_Task directions_: Copy every entry precisely.

(Some records)

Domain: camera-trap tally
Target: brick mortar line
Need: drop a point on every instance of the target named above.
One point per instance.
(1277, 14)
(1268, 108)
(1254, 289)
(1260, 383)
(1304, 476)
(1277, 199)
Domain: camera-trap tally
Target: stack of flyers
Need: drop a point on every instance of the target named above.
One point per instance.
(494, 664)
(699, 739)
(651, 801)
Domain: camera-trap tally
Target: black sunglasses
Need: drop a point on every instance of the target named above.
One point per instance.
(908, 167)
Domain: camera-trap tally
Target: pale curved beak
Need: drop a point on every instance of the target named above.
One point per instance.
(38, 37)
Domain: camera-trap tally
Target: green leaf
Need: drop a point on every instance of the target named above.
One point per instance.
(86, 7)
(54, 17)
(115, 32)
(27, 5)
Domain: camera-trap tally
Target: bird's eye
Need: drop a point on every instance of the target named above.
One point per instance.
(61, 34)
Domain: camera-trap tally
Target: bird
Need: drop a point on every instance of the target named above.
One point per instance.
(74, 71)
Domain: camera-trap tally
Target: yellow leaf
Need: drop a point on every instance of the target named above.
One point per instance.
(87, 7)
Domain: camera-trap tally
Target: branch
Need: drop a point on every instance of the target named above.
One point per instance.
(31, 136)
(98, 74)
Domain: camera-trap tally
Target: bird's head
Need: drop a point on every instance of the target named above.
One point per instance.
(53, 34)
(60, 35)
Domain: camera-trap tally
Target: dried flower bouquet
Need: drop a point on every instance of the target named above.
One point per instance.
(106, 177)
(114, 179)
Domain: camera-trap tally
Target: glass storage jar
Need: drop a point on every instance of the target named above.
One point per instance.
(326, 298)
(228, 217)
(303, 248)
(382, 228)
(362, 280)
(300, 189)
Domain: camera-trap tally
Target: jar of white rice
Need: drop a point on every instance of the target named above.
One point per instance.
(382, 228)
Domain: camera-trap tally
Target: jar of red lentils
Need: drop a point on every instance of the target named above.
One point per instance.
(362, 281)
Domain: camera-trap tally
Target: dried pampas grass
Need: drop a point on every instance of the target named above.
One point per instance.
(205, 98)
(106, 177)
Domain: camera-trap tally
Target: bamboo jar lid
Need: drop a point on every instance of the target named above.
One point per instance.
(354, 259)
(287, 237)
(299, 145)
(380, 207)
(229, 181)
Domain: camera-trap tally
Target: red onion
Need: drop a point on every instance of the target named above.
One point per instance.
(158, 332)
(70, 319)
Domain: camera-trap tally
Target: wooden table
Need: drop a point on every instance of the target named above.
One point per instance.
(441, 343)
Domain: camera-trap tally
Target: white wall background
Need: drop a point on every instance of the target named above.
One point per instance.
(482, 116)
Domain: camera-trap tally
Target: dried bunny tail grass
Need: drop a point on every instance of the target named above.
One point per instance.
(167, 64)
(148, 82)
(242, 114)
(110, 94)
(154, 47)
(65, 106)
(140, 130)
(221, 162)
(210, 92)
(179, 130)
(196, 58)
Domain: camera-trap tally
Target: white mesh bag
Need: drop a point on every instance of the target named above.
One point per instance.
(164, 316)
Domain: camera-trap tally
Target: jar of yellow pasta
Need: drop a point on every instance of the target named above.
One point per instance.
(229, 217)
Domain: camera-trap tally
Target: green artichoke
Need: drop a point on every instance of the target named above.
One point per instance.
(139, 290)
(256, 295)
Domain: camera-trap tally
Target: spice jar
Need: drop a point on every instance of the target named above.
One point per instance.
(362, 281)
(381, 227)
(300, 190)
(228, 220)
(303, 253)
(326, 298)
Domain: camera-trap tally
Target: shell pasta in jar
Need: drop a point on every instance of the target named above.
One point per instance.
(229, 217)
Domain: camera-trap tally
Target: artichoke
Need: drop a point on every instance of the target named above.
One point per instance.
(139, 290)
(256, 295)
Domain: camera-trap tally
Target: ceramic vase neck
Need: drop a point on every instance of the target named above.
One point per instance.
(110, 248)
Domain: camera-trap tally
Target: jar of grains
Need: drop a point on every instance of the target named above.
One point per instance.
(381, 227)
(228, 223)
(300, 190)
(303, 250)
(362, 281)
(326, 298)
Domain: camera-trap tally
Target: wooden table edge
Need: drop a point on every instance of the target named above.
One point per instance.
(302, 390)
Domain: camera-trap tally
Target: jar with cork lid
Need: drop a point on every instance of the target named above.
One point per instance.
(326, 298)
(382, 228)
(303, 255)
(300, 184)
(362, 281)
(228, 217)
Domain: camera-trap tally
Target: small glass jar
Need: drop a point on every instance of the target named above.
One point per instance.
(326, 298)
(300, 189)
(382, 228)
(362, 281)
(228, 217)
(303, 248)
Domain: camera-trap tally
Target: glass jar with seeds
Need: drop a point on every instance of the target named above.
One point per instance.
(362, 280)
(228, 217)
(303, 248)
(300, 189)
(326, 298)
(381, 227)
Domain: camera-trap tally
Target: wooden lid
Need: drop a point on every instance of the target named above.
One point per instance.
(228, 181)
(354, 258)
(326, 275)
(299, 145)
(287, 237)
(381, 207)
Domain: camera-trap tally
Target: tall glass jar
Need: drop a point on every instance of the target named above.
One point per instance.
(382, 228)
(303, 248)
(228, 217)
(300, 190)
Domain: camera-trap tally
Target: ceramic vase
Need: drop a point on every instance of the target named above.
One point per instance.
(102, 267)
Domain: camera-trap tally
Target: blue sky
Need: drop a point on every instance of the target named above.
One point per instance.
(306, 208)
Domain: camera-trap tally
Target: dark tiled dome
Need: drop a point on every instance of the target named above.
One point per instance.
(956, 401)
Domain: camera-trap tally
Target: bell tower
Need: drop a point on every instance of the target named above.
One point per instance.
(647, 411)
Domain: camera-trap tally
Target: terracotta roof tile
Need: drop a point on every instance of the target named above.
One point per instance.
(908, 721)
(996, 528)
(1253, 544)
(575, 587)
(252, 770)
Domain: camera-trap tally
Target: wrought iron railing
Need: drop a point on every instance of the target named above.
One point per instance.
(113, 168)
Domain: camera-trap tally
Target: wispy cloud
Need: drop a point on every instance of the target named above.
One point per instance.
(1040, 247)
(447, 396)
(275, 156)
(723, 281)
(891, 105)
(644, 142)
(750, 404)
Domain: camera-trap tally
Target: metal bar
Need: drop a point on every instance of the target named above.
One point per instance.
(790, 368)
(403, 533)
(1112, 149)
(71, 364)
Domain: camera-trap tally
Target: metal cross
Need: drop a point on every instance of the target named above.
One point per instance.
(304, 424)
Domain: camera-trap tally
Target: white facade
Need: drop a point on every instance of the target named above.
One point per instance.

_Output for this task_:
Domain: camera-trap tally
Target: brick mortar line
Need: drop a point on every instance of the target named above.
One point per instance.
(1277, 14)
(1268, 108)
(1254, 289)
(1260, 383)
(1304, 476)
(1277, 199)
Domain: camera-trap tally
Target: stack of flyers
Need: drop a point on every instance of the target named above.
One point per instance.
(494, 664)
(699, 739)
(651, 801)
Domain: camera-trap tally
Target: black sunglasses
Need: drop a point on every instance of the target named above.
One point per instance.
(908, 167)
Domain: camera-trap tally
Target: pale curved beak
Need: drop a point on every instance of the target named above.
One point per instance.
(38, 37)
Domain: camera-trap tally
Target: green leaf
Need: drop a point on every instance of the target named above.
One point per instance.
(86, 7)
(54, 17)
(115, 32)
(27, 5)
Domain: camera-trap tally
Target: bird's eye
Need: drop a point on every instance of the target named above.
One point per instance.
(61, 34)
Domain: camera-trap tally
Target: bird
Need: drop a point on every instance of the target named above.
One point per instance.
(74, 71)
Domain: camera-trap tally
Target: yellow leaf
Need: drop a point on every instance of the target named above.
One point per instance.
(87, 7)
Domain: camera-trap tally
Target: branch
Need: drop a point on every instance of the target named above.
One point per instance.
(31, 136)
(98, 74)
Domain: camera-trap tally
Target: bird's head
Need: drop a point on every instance of the target named above.
One point per instance.
(53, 34)
(60, 35)
Domain: camera-trap tally
Target: dried flower bouquet
Need: drop a point on every instance of the target named above.
One point per instance.
(106, 177)
(114, 179)
Domain: camera-trap tally
Target: glass storage jar
Need: drop a point on every instance of the target named above.
One point per instance.
(326, 298)
(228, 217)
(303, 248)
(382, 228)
(362, 280)
(300, 189)
Domain: camera-trap tally
Target: jar of white rice
Need: drop a point on every instance of the target named above.
One point per instance.
(382, 228)
Domain: camera-trap tally
Target: jar of red lentils
Need: drop a point on every instance of the target named above.
One point per instance.
(362, 281)
Domain: camera-trap tally
Target: dried pampas grass
Need: drop a point on every instance of the target named above.
One point per instance.
(205, 98)
(106, 177)
Domain: camera-trap tally
Target: bamboo jar lid
Need: drop a point on every instance of the target named above.
One point per instance.
(354, 259)
(287, 237)
(299, 145)
(380, 207)
(229, 181)
Domain: camera-trap tally
Target: red onion
Need: drop a point on every instance of the target named above.
One point per instance.
(158, 332)
(70, 319)
Domain: camera-trap tally
Target: wooden table
Need: drop a point on every instance of the target named above.
One point per instance.
(441, 343)
Domain: camera-trap tally
Target: white wall background
Need: drop a point on every instance of the target named above.
One point per instance.
(482, 116)
Domain: camera-trap tally
Target: dried bunny tail grass
Need: drop a point on every instance of the target named above.
One point per instance.
(167, 64)
(148, 82)
(242, 114)
(110, 94)
(154, 47)
(65, 106)
(140, 130)
(221, 162)
(210, 92)
(179, 130)
(196, 58)
Domain: camera-trap tally
Target: white mesh bag
Need: drop a point on every instance of the target named above.
One point per instance.
(164, 316)
Domain: camera-trap tally
Target: jar of yellow pasta
Need: drop a point on every instance of the target named above.
One point per instance.
(229, 217)
Domain: camera-trap tally
Target: green artichoke
Need: drop a point on every instance of the target named above.
One point per instance.
(139, 290)
(256, 295)
Domain: camera-trap tally
Target: spice jar
Need: drop a point on every instance of the target named above.
One point per instance.
(362, 281)
(381, 227)
(300, 190)
(228, 220)
(303, 253)
(326, 298)
Domain: camera-trap tally
Target: shell pasta in jar
Need: drop a point on every instance of the target named above.
One point per instance.
(229, 217)
Domain: camera-trap tally
Target: artichoke
Need: drop a point on every instance of the target named above.
One point per instance.
(139, 290)
(256, 295)
Domain: camera-trap tally
Target: ceramic vase neck
Need: drop a point on every instance of the target named above.
One point per instance.
(110, 248)
Domain: camera-trap tally
Target: jar of grains
Need: drop a point on every instance of the target named above.
One point per instance.
(381, 227)
(228, 223)
(300, 190)
(303, 250)
(362, 281)
(326, 298)
Domain: camera-trap tally
Target: wooden table edge
Need: drop a point on every instance of the target named above.
One point per instance.
(302, 390)
Domain: camera-trap tally
Target: jar with cork lid
Need: drop a point on every instance of the target named above.
One point per instance.
(326, 298)
(382, 228)
(303, 255)
(300, 184)
(362, 281)
(228, 217)
Domain: camera-trap tally
Target: small glass jar
Need: drop a point on every instance of the target named above.
One point per instance.
(326, 298)
(300, 189)
(382, 228)
(362, 281)
(228, 217)
(303, 248)
Domain: camera-trap tally
Target: glass jar with seeds
Need: drop a point on every instance of the target named above.
One point per instance.
(362, 280)
(228, 217)
(303, 248)
(300, 189)
(326, 298)
(381, 227)
Domain: camera-trap tally
Target: wooden lid
Need: drop a point on every instance of the target named above.
One point per instance.
(228, 181)
(354, 258)
(326, 275)
(299, 145)
(287, 237)
(381, 207)
Domain: camera-trap tally
Target: tall glass jar
Need: drop a point on every instance of the target named above.
One point per instance.
(382, 228)
(303, 248)
(228, 217)
(300, 190)
Domain: camera-trap tally
Target: ceramic vase
Need: drop a point on every instance of the target named above.
One point per instance.
(102, 267)
Domain: camera-trap tally
Target: blue sky
Need: drop a point on every instance of the target named above.
One point per instance.
(306, 208)
Domain: camera-trap tally
Target: dark tiled dome
Need: drop a point on every instance of the target named above.
One point per instance.
(956, 401)
Domain: camera-trap tally
Target: bell tower
Need: drop a point on every instance of the target named above.
One point per instance.
(647, 411)
Domain: camera-trap tally
Target: terracotta roof tile
Need: drop a point on every instance of the target named above.
One point per instance.
(908, 721)
(996, 528)
(1253, 544)
(575, 587)
(252, 770)
Domain: camera-trap tally
Target: wrought iron railing
Need: drop a point on every instance of the target named above.
One point per instance.
(113, 168)
Domain: camera-trap tally
Target: wispy cloud
Need: drop a point on every instance of the target named above.
One point per instance.
(1040, 247)
(447, 396)
(275, 156)
(723, 281)
(891, 105)
(644, 142)
(750, 404)
Domain: camera-trap tally
Target: metal bar
Need: drop a point on every instance of the target named above.
One point per instance.
(790, 368)
(403, 533)
(1112, 149)
(71, 364)
Domain: camera-trap tally
Target: metal cross
Need: drop a point on every instance of the target named above.
One point per instance.
(304, 424)
Domain: camera-trap tally
Target: white facade
Need: drop a point on every instance of the target named above.
One point per instance.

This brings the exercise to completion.